Entries taken from a collection:
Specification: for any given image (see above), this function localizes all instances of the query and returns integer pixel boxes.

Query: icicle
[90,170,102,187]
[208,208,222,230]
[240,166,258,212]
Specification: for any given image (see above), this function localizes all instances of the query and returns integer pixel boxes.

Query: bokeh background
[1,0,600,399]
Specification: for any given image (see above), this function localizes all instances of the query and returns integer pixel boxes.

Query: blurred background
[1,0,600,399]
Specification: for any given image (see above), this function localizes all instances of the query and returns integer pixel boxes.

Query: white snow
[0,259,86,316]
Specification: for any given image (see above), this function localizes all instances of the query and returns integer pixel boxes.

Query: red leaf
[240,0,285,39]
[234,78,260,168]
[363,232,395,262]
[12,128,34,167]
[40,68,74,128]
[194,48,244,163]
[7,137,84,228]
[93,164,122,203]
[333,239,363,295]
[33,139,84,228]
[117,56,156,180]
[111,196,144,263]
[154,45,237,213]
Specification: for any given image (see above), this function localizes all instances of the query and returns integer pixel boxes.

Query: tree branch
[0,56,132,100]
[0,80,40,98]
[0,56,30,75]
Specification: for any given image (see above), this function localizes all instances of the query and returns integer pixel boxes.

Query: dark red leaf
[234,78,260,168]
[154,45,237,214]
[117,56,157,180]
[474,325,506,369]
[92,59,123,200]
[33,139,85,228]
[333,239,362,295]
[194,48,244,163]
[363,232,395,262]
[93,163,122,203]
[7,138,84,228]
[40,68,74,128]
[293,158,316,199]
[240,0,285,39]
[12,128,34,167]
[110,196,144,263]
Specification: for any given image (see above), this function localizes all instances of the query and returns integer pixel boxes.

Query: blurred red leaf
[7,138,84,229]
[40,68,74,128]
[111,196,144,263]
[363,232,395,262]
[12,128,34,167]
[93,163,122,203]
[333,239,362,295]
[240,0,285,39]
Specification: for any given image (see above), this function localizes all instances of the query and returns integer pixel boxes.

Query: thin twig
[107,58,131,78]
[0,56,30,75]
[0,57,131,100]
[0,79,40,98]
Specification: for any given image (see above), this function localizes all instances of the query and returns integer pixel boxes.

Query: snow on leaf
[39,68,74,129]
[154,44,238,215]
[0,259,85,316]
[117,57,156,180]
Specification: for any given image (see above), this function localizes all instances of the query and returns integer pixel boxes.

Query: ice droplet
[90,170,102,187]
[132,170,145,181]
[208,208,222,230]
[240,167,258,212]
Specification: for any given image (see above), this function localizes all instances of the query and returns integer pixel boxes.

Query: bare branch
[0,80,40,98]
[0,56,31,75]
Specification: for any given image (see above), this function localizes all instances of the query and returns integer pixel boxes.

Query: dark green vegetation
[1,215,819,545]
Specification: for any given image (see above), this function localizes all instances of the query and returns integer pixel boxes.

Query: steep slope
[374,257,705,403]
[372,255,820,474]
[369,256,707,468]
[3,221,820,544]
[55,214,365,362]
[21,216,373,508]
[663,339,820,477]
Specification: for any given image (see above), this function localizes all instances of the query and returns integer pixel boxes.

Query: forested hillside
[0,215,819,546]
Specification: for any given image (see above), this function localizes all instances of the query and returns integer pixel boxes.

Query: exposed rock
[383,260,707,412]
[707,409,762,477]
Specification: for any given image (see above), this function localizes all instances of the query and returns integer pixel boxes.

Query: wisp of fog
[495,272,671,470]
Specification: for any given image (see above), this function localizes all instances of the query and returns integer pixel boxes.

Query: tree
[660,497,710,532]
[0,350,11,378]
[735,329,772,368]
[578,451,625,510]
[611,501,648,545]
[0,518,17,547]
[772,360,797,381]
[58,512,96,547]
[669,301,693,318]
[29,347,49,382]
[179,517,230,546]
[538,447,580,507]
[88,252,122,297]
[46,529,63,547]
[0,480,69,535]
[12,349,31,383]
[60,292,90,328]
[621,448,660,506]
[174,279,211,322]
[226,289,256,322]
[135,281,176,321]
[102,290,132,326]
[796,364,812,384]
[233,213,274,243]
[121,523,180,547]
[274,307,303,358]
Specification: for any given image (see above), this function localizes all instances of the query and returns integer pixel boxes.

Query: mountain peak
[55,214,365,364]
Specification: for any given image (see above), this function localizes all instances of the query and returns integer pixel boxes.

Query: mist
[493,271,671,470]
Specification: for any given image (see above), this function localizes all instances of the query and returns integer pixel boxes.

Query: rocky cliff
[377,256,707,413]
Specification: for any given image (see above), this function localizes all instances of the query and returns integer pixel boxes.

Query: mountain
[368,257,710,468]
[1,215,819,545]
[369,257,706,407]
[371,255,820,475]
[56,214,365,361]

**What the task asks:** Output the data in full, precisely as it appears above.

**Answer for this exercise:**
Specification: for any given image (see above), this function localizes all instances of the query and returns integer pixel boxes.

Query: icicle
[90,170,102,187]
[208,208,222,230]
[240,166,258,212]
Specification: for any given image (see above), this function localizes all instances of the query and returns integer pixel boxes.

Query: bokeh background
[1,0,600,399]
Specification: for any given image (see above), this function localizes all instances of the query and returns integer pixel boxes.

Query: blurred background
[1,0,600,399]
Specification: for any given image (see above), this function localizes all instances of the query and returns integer pixel boxes.

Query: white snow
[0,259,86,316]
Specification: for any given image (see above), this function localizes all instances of the query and returns integer pixel boxes.

Query: red leaf
[240,0,285,39]
[234,78,260,168]
[363,232,395,262]
[12,128,34,167]
[40,68,74,128]
[194,48,244,163]
[7,137,84,228]
[93,164,122,203]
[333,239,363,295]
[33,139,84,228]
[117,56,156,180]
[111,196,144,263]
[154,45,237,213]
Specification: for any given image (see above), this function localizes all instances of the query and returns integer pixel boxes.

Query: tree branch
[0,56,132,100]
[0,80,40,98]
[0,56,30,75]
Specification: for any given image (see above), this function localizes all instances of the query and returns integer pixel boxes.

Query: dark red leaf
[234,78,260,168]
[154,45,237,214]
[117,56,157,180]
[474,325,506,369]
[92,59,123,200]
[33,139,85,228]
[333,239,362,295]
[194,48,244,163]
[363,232,395,262]
[93,163,122,203]
[7,138,84,228]
[40,68,74,128]
[293,158,316,199]
[240,0,285,39]
[12,128,34,167]
[110,196,144,263]
Specification: for any given image (see above), this function localizes all instances of the query and returns integer pixel boxes.

Query: blurred red leaf
[7,138,84,229]
[40,68,74,128]
[111,196,144,263]
[363,232,395,262]
[12,128,34,167]
[93,163,122,203]
[333,239,362,295]
[240,0,285,39]
Specification: for any given image (see above), this function localizes all instances of the query and returns integer pixel boxes.

Query: thin twig
[107,58,131,78]
[0,56,30,75]
[0,57,131,100]
[0,79,40,98]
Specification: for any given image (see above), this function localizes all instances of the query and returns integer pixel boxes.

Query: snow on leaf
[39,68,74,129]
[154,44,238,215]
[0,259,85,316]
[117,57,156,180]
Specification: for any given image (see above), this function localizes all instances of the query and returns integer pixel boxes.

Query: ice droplet
[90,170,102,187]
[132,170,145,181]
[208,208,222,230]
[240,167,258,212]
Specification: for any given image (see above), this function localizes all instances of the query and returns integer pixel boxes.

Query: bare branch
[0,80,40,98]
[0,56,31,75]
Specification: for any given image (see above), this function localizes all instances of the query and returns integer pixel boxes.

Query: dark green vegetation
[1,215,819,545]
Specification: for any given image (see above), this function localizes all instances of the query and returns integer pixel boxes.

Query: steep slope
[374,257,705,403]
[372,255,820,474]
[369,256,707,468]
[3,221,820,544]
[55,214,365,362]
[21,216,373,508]
[663,339,820,477]
Specification: for any given image (see above), this function localizes all instances of the query and returns integer pixel boxes.

Query: forested hillside
[0,215,819,546]
Specification: for any given image (see above), this function localizes all instances of the query and returns integer pixel boxes.

Query: exposed rock
[383,260,707,412]
[707,409,762,477]
Specification: for any given image (see above), this function localizes all instances of the query and returns integer pixel boxes.

Query: wisp of fog
[495,272,671,470]
Specification: for any given image (see above), this function localizes all instances of the query and returns integer pixel boxes.

Query: tree
[660,497,710,532]
[0,350,11,378]
[735,329,772,368]
[578,451,625,510]
[611,501,648,545]
[0,518,17,547]
[772,360,797,381]
[58,512,96,547]
[669,301,693,318]
[29,347,49,382]
[179,517,230,546]
[538,447,580,507]
[88,252,122,297]
[46,529,63,547]
[0,480,69,535]
[12,349,31,383]
[60,292,90,328]
[621,448,660,506]
[174,279,211,322]
[226,289,256,322]
[135,281,176,321]
[102,290,132,326]
[796,364,812,384]
[233,213,274,243]
[121,523,180,547]
[274,307,303,358]
Specification: for any given image (see above), this function localizes all instances of the query and returns integer pixel boxes.

Query: mountain peak
[55,214,365,364]
Specification: for any given image (see above), this function localizes all instances of the query and returns integer pixel boxes.

Query: mist
[493,271,671,470]
Specification: for any given image (see above), this function localizes all instances of the query and returns integer pixel boxes.

Query: rocky cliff
[377,256,707,413]
Specification: for any given image (see above), this function localizes all instances of the query and returns integer pixel boxes.

Query: mountain
[368,257,710,468]
[1,215,819,545]
[369,257,706,407]
[371,255,820,475]
[56,214,365,361]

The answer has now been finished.